> [DATASET CONTENT]:
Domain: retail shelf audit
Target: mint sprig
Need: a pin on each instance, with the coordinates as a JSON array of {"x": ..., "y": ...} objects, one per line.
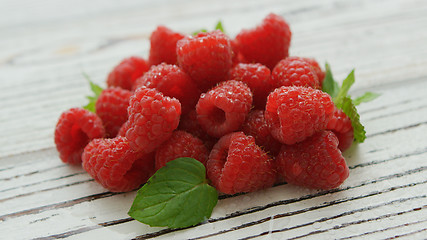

--

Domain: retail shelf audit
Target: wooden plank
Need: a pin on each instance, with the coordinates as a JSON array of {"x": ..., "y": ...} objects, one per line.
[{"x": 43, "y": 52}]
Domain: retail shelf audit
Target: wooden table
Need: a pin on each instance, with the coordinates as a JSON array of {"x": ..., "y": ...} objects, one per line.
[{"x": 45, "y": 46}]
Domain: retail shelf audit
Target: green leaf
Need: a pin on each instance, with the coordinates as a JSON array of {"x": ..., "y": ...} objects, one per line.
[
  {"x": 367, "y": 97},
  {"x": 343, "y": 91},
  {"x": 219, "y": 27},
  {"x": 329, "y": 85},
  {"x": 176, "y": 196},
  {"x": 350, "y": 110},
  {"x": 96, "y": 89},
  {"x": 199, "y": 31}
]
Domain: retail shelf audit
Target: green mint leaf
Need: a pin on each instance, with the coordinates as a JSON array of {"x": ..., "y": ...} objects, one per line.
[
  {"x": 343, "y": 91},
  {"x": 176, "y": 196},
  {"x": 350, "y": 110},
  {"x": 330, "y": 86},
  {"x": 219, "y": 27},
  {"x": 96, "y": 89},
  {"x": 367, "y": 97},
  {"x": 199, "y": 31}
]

--

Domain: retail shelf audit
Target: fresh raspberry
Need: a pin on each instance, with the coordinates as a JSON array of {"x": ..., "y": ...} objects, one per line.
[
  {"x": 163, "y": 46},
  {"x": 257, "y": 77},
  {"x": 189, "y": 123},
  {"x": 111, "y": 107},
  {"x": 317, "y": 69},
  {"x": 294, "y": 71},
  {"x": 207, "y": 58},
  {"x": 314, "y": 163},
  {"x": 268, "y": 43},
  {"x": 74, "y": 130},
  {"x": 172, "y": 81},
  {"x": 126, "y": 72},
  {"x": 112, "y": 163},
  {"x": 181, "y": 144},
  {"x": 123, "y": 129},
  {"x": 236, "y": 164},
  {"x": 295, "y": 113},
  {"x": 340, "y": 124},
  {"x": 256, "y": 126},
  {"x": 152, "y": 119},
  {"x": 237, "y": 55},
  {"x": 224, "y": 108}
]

> [WHAT TO DO]: What must be returned is a bare number, the count of lines in the entries holding the string "Target".

> [OUTPUT]: 6